Supplied passage:
###

Dr. Vassilis Koliatsos has a longstanding interest in the clinical, translational, and basic science of brain injury and has the principal responsibility for TBI research effort in the Division. Additional faculty playing active roles in this research are: Drs. Juan Troncoso and Barbara Crain, who have over 20 years of experience evaluating human TBI pathology at Johns Hopkins Hospital and the State of Maryland Office of the Chief Medical Examiner; Drs. Phil Wong and Tong Li, who are creating transgenic mouse models that may shed light on the genetic susceptibility to TBI; Dr. Charles Eberhart, who is assisting in assessing the effects of TBI on the optic nerve and retina; and Dr. Alena Savonenko, who has expertise in evaluating the behavioral and cognitive effects of TBI in rodent models. As described below, our research projects also include key collaborators in other Departments at Johns Hopkins University, as well as outside institutions such as the Applied Physics Laboratory (APL), the Armed Forces Institute of Pathology (AFIP), Virginia Commonwealth University (VCU), and the University of Glasgow.

The overall goals of our studies are: a) to model the problems underlying brain trauma due to blast, concussions and axonal injuries; b) to correlate experimental findings in rodent models with observations from traumatic injury in human brains in order to better understand pathogenic mechanisms; and c) to formulate and test experimental treatment approaches involving small organic compounds, trophic factors, and stem cells. Described below are three separate but linked projects that focus on these issues.

###

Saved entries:
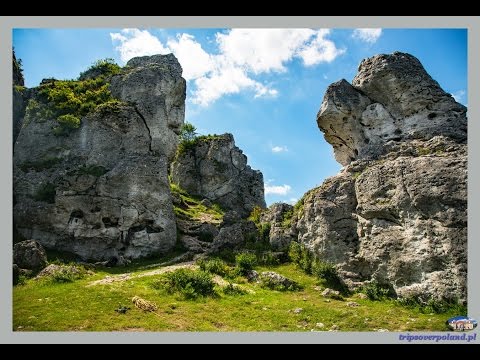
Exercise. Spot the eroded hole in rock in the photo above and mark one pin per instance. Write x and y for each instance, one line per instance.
(110, 222)
(78, 214)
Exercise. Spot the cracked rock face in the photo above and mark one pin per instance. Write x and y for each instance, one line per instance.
(154, 85)
(217, 170)
(391, 99)
(397, 212)
(103, 190)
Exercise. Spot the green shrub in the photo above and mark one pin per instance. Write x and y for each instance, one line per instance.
(328, 272)
(245, 262)
(69, 121)
(189, 283)
(376, 291)
(295, 252)
(264, 232)
(255, 215)
(270, 258)
(65, 274)
(101, 68)
(45, 193)
(287, 218)
(233, 290)
(428, 306)
(188, 132)
(214, 266)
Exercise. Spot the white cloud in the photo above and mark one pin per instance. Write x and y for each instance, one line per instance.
(135, 42)
(277, 149)
(195, 61)
(319, 49)
(367, 35)
(277, 189)
(458, 95)
(242, 54)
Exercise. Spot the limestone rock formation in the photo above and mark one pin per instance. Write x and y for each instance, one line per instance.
(29, 254)
(102, 190)
(392, 99)
(156, 89)
(215, 169)
(397, 213)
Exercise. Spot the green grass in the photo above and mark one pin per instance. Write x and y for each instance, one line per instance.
(75, 306)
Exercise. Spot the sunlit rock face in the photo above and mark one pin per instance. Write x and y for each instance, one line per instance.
(102, 191)
(397, 212)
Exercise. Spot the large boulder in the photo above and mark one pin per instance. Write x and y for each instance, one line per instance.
(392, 98)
(397, 212)
(215, 169)
(102, 191)
(155, 87)
(29, 254)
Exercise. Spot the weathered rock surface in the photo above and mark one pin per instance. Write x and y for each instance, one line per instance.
(29, 254)
(102, 191)
(392, 99)
(281, 233)
(215, 169)
(155, 87)
(20, 97)
(398, 213)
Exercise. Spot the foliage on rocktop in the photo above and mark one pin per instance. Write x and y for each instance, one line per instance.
(67, 101)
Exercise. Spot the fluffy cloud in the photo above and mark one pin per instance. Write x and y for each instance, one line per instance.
(277, 149)
(277, 189)
(458, 96)
(242, 54)
(367, 35)
(135, 42)
(319, 49)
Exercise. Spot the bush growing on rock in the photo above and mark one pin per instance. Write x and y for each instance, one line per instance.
(245, 262)
(189, 283)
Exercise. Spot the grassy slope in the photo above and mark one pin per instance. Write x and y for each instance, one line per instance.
(75, 307)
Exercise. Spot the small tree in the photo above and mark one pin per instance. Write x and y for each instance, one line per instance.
(188, 132)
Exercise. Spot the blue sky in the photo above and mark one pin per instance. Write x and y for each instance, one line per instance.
(264, 86)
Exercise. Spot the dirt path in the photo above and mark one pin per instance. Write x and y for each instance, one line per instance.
(124, 277)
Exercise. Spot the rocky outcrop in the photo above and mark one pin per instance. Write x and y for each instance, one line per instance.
(102, 191)
(397, 212)
(279, 217)
(391, 99)
(215, 169)
(29, 254)
(156, 89)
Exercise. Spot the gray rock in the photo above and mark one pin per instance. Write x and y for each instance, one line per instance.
(280, 235)
(29, 254)
(392, 99)
(156, 89)
(16, 274)
(397, 212)
(104, 190)
(235, 236)
(215, 169)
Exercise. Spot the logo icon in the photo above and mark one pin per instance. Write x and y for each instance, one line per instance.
(461, 323)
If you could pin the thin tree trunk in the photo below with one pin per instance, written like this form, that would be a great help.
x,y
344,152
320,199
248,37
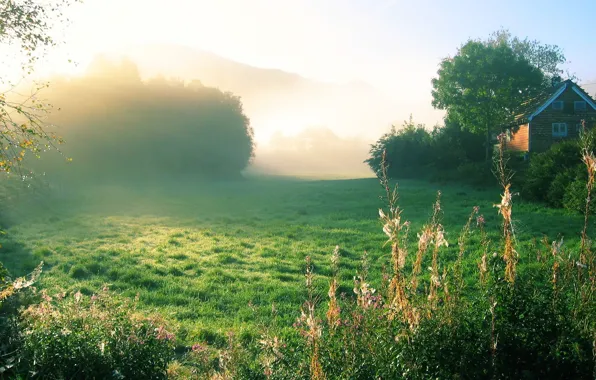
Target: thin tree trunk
x,y
487,157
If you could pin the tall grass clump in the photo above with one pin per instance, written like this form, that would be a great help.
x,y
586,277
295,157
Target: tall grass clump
x,y
72,336
425,317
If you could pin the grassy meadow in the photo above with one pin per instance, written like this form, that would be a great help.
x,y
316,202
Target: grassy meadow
x,y
216,257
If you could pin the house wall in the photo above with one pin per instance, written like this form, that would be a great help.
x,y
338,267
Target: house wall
x,y
541,125
519,139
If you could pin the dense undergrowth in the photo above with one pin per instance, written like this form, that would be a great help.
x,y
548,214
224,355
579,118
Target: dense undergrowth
x,y
427,315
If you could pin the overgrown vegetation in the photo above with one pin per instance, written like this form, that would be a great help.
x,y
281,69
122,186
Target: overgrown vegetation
x,y
507,324
558,177
448,153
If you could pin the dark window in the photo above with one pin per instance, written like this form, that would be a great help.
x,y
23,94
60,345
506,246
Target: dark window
x,y
579,105
558,105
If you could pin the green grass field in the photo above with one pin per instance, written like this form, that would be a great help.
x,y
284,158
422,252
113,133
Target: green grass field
x,y
213,258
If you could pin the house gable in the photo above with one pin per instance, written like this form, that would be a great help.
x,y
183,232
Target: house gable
x,y
554,97
541,124
552,125
585,97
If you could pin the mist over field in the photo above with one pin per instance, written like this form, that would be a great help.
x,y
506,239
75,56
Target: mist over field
x,y
300,127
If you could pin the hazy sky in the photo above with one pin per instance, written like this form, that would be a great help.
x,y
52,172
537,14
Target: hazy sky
x,y
394,45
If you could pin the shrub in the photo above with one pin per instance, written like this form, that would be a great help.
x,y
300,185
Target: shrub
x,y
551,175
119,128
446,153
76,336
536,323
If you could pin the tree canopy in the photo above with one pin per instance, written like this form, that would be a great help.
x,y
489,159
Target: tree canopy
x,y
27,26
484,85
120,128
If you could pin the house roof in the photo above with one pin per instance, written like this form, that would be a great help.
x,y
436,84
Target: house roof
x,y
533,107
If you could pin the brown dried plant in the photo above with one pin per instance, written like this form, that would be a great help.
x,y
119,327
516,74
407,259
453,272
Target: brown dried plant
x,y
333,310
505,207
311,326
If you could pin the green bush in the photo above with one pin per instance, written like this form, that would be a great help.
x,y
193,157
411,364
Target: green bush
x,y
551,175
445,153
93,337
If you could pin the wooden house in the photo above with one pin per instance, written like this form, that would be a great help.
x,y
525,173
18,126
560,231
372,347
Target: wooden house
x,y
553,116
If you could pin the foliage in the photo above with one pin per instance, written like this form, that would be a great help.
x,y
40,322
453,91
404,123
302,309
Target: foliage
x,y
484,85
408,150
124,130
445,153
547,58
557,176
28,26
76,336
538,323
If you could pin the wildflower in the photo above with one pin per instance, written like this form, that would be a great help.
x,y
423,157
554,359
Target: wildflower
x,y
163,334
480,221
198,348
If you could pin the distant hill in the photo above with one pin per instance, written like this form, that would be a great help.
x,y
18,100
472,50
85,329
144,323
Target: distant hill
x,y
273,99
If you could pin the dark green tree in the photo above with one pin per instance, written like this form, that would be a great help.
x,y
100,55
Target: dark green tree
x,y
484,85
27,27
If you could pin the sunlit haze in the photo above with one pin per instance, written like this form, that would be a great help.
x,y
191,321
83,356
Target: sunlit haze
x,y
383,54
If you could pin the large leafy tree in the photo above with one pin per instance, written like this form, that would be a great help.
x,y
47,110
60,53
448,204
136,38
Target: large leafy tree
x,y
484,85
27,27
547,58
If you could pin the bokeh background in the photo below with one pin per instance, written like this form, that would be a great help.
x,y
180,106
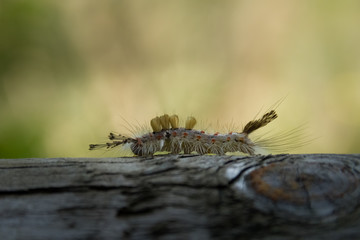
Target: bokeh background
x,y
71,71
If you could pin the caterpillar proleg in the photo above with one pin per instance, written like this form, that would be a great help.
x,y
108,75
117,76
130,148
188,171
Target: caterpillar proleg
x,y
169,136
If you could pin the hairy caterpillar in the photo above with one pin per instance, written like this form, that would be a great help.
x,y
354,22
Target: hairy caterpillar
x,y
168,136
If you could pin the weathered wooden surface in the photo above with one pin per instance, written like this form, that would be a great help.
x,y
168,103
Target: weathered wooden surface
x,y
181,197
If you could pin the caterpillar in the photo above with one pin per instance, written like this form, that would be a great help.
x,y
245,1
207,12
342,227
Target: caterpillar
x,y
168,136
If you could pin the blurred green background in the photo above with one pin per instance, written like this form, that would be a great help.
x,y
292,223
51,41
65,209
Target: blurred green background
x,y
71,71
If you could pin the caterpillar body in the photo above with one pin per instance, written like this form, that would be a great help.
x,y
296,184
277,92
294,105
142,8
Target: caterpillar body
x,y
168,136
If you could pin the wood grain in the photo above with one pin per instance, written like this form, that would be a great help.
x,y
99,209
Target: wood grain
x,y
313,196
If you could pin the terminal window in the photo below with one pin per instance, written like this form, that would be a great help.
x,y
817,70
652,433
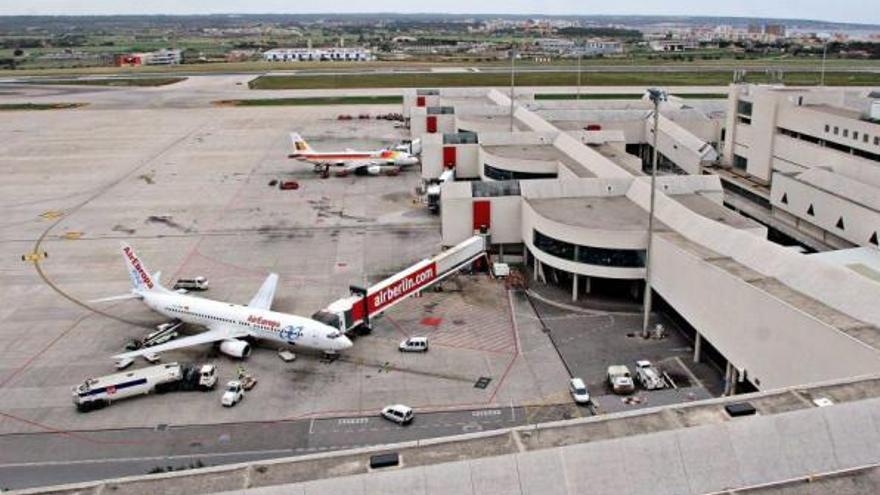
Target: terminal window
x,y
620,258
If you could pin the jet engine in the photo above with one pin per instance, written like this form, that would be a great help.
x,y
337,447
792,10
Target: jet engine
x,y
235,348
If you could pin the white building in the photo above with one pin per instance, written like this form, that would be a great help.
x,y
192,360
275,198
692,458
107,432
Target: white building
x,y
353,54
578,218
165,56
814,156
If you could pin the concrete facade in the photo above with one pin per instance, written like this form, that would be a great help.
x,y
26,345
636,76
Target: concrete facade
x,y
775,315
818,153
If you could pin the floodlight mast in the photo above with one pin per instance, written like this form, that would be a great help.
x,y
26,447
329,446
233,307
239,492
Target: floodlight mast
x,y
657,96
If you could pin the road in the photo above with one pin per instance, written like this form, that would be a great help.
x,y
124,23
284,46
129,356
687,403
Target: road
x,y
53,458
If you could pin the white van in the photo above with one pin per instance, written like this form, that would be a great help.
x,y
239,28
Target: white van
x,y
414,344
398,413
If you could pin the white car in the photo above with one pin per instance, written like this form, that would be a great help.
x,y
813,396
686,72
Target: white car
x,y
579,391
398,413
414,344
648,376
233,394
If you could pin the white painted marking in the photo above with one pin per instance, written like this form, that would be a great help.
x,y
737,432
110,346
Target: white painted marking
x,y
486,412
354,421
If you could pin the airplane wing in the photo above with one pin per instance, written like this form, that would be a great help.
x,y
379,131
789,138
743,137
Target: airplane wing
x,y
263,298
214,334
352,165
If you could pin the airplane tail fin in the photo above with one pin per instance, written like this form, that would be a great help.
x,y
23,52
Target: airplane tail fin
x,y
141,280
300,145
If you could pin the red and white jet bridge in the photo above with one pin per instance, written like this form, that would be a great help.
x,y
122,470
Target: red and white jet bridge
x,y
356,310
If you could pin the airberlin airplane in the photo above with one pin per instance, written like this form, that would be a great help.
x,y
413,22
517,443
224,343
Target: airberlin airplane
x,y
367,162
226,323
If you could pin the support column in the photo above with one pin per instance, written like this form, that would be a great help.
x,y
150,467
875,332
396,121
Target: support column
x,y
728,379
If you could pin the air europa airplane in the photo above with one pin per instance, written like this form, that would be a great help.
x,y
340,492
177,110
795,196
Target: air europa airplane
x,y
369,162
226,323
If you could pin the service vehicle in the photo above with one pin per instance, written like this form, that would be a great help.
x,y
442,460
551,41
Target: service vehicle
x,y
233,394
579,391
95,393
620,379
648,376
414,344
197,283
398,413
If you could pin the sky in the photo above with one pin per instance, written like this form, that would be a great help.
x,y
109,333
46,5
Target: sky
x,y
858,11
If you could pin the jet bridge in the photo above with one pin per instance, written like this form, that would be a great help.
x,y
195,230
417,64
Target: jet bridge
x,y
359,308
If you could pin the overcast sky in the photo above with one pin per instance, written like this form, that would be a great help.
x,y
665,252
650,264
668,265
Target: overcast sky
x,y
862,11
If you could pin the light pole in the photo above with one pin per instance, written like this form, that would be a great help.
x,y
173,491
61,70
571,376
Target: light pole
x,y
657,96
512,81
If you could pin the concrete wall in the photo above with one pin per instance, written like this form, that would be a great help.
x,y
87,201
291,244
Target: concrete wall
x,y
860,222
767,338
457,215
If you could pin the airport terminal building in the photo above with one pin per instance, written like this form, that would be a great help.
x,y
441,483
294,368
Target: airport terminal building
x,y
572,200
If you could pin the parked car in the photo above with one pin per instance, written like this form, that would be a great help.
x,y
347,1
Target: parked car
x,y
579,391
648,376
414,344
233,394
398,413
620,379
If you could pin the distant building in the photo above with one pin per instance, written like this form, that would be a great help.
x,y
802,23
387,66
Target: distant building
x,y
318,55
600,47
164,56
673,45
776,30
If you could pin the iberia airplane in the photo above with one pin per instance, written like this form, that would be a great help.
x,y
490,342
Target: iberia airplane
x,y
226,323
367,162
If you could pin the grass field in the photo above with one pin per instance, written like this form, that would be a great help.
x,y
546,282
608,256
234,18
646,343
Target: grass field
x,y
116,81
326,100
6,107
623,96
262,66
415,80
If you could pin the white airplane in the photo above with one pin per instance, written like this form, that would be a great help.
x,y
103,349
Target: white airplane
x,y
226,323
364,162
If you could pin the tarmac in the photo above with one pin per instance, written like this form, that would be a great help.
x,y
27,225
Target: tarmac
x,y
187,185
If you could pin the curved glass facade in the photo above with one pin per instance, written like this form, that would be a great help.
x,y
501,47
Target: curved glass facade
x,y
501,174
620,258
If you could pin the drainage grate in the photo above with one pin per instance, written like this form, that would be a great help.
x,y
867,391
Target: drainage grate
x,y
483,382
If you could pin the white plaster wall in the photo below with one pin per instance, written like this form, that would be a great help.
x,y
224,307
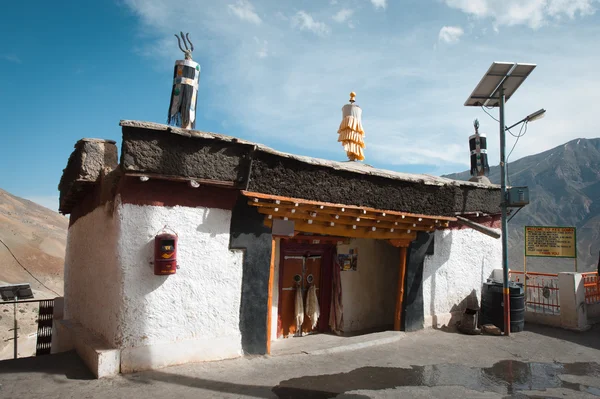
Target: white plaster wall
x,y
198,306
462,261
92,275
369,294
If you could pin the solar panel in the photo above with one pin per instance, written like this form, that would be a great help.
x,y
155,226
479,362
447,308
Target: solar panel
x,y
508,74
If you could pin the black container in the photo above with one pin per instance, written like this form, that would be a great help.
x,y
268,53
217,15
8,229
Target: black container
x,y
492,306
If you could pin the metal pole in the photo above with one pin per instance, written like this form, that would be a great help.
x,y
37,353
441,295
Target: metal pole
x,y
15,327
504,212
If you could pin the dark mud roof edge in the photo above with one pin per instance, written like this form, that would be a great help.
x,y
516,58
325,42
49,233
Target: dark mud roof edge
x,y
353,167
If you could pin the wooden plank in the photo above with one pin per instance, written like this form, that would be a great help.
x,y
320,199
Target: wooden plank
x,y
270,294
328,204
347,231
400,292
303,216
286,207
400,243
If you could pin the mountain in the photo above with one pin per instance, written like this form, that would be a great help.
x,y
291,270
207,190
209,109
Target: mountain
x,y
564,190
32,250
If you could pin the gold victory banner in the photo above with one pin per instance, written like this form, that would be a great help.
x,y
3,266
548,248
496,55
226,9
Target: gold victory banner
x,y
549,241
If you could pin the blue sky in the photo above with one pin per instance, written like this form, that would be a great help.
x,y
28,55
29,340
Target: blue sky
x,y
278,72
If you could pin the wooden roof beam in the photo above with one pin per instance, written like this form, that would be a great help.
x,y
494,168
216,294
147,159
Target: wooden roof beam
x,y
347,231
345,220
298,201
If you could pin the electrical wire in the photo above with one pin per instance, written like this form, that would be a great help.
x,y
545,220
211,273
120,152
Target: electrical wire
x,y
524,125
518,136
24,268
490,115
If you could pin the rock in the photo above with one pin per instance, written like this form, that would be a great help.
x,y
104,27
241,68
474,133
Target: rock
x,y
491,329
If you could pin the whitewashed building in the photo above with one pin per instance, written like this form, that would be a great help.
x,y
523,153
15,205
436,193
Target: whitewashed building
x,y
384,250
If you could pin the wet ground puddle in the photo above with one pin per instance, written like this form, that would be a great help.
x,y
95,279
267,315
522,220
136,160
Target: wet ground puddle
x,y
507,377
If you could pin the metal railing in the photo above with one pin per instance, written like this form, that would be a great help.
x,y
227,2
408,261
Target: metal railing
x,y
541,291
591,283
44,325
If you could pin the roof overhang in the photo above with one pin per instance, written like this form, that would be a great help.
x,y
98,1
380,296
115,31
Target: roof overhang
x,y
345,220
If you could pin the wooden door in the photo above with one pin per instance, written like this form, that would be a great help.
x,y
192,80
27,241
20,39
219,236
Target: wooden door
x,y
295,268
312,269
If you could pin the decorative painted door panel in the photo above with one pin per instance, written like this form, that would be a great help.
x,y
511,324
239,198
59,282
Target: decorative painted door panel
x,y
298,272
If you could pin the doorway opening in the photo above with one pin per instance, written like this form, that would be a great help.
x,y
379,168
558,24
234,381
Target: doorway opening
x,y
301,266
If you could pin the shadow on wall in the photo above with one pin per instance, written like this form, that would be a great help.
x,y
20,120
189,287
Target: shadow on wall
x,y
439,258
213,224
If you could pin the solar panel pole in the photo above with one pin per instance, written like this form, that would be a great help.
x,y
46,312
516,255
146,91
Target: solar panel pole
x,y
505,290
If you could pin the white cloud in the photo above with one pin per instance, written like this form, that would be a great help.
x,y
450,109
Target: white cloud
x,y
450,34
532,13
343,15
263,50
412,97
12,58
379,3
304,21
244,10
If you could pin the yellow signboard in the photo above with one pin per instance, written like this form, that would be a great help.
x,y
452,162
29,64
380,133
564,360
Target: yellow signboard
x,y
549,241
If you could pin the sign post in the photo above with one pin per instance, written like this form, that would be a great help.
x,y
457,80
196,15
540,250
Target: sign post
x,y
551,241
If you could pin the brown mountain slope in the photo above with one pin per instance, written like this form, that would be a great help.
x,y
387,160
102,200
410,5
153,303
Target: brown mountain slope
x,y
32,245
32,250
564,187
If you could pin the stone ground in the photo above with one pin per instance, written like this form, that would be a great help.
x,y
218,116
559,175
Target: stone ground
x,y
539,362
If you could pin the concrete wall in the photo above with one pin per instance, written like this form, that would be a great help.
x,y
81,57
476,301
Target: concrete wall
x,y
369,294
193,315
462,261
593,313
275,300
93,289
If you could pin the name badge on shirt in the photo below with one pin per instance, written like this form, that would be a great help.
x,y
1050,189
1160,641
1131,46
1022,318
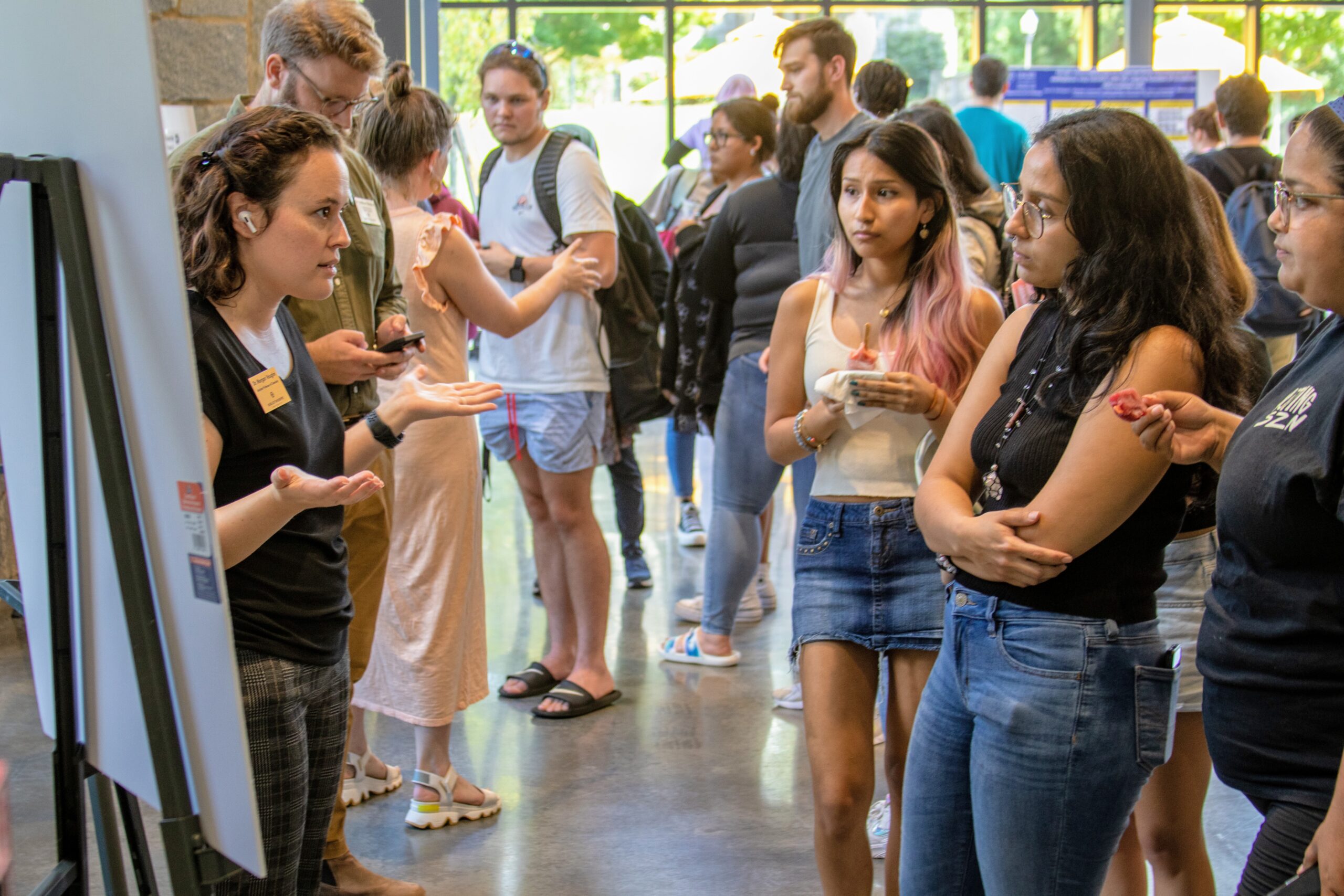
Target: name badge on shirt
x,y
270,390
368,212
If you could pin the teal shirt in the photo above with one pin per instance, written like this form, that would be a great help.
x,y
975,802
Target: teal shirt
x,y
1000,143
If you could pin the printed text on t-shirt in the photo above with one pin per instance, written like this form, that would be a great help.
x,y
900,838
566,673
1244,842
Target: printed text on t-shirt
x,y
1292,412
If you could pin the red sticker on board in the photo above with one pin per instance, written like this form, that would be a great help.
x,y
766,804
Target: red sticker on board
x,y
191,496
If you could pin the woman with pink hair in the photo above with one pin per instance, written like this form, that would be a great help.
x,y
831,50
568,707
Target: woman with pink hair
x,y
866,362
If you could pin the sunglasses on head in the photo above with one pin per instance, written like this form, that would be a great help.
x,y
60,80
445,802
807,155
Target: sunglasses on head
x,y
522,51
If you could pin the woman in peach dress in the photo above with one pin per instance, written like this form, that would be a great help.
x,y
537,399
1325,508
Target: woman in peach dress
x,y
429,649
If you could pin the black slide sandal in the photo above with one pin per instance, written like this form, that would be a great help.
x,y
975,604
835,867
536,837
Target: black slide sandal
x,y
579,700
538,680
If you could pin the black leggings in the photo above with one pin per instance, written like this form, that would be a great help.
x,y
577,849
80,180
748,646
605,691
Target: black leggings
x,y
1280,846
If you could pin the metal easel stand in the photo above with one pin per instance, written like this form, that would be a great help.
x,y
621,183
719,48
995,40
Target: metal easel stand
x,y
61,237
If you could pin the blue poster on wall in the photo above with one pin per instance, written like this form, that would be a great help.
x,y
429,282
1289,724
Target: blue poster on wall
x,y
1167,99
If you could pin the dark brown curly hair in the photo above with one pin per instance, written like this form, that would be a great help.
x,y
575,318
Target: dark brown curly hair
x,y
256,155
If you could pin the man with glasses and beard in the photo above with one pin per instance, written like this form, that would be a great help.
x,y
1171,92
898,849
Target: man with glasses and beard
x,y
816,58
319,56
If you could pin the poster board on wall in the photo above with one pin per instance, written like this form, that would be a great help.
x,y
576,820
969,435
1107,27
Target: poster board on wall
x,y
1167,99
96,101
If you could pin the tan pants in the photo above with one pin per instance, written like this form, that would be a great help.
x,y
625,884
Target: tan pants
x,y
368,529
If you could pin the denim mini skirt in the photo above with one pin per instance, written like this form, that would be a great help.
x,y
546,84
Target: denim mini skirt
x,y
863,574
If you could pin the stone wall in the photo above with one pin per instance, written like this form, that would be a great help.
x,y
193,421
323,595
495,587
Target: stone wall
x,y
207,51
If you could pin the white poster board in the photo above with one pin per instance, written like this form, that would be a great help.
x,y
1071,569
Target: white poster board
x,y
85,88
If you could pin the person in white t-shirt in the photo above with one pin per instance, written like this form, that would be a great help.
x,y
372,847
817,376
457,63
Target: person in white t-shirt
x,y
553,422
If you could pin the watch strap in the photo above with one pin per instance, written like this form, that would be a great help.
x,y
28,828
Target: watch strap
x,y
382,433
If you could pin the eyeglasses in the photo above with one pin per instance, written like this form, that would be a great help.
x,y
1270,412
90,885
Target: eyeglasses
x,y
522,51
721,138
334,108
1287,199
1033,217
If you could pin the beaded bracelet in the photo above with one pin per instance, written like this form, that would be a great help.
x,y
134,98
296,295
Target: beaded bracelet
x,y
804,441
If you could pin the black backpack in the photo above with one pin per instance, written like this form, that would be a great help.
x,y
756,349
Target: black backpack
x,y
1277,311
629,315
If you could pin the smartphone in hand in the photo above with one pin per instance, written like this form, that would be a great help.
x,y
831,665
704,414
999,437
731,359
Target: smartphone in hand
x,y
1306,884
400,344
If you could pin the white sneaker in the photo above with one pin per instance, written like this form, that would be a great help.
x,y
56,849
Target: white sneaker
x,y
765,587
879,827
690,531
790,698
362,786
692,609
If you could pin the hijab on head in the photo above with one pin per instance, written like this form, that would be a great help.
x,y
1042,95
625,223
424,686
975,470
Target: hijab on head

###

Task 1:
In the passage on traumatic brain injury research, which faculty member is assisting in assessing the effects of TBI on the optic nerve and retina?
Task 2:
Continue the passage on traumatic brain injury research from the point where it stops.

Answer box 1:
Dr. Charles Eberhart.

Answer box 2:
  1. Animal models of diffuse axonal injury/multiple-system disconnection. This project involves the use of the impact acceleration model of Marmarou and sets the main temporal and cellular/molecular parameters of axonal pathology as well as functional and behavioral consequences. It also involves direct comparisons between neurobiological and MRI/DTI measures of axonal injury. The model also allows cell-death prevention and circuit repair efforts using trophic and cellular approaches.
  2. Blast injury in human brain and animal models. This project utilizes brain tissues from veterans exposed to combat blast scenarios provided through a collaborative agreement with AFIP. In parallel, the project uses a shock tube model of blast injury that was developed in collaboration with Dr Ibolja Cernak of the APL. The neuropathological consequences of blast injury in humans and experimental animals are characterized and compared. Lessons from animal models are used to clarify mechanisms of blast injury in the human brain.
  3. Animal models of chronic traumatic encephalopathies. This project focuses on the cellular and molecular mechanisms of injury-induced tauopathies using a repeat-concussion model. This model is based on the impact acceleration (Marmarou) apparatus that was adjusted for use in mice. Mice of various genetic backgrounds are used, such as to explore the burden of genetic and concussive contributions to traumatic encephalopathies (diathesis-stress design). Experimental therapies are explored with anti-tau compounds.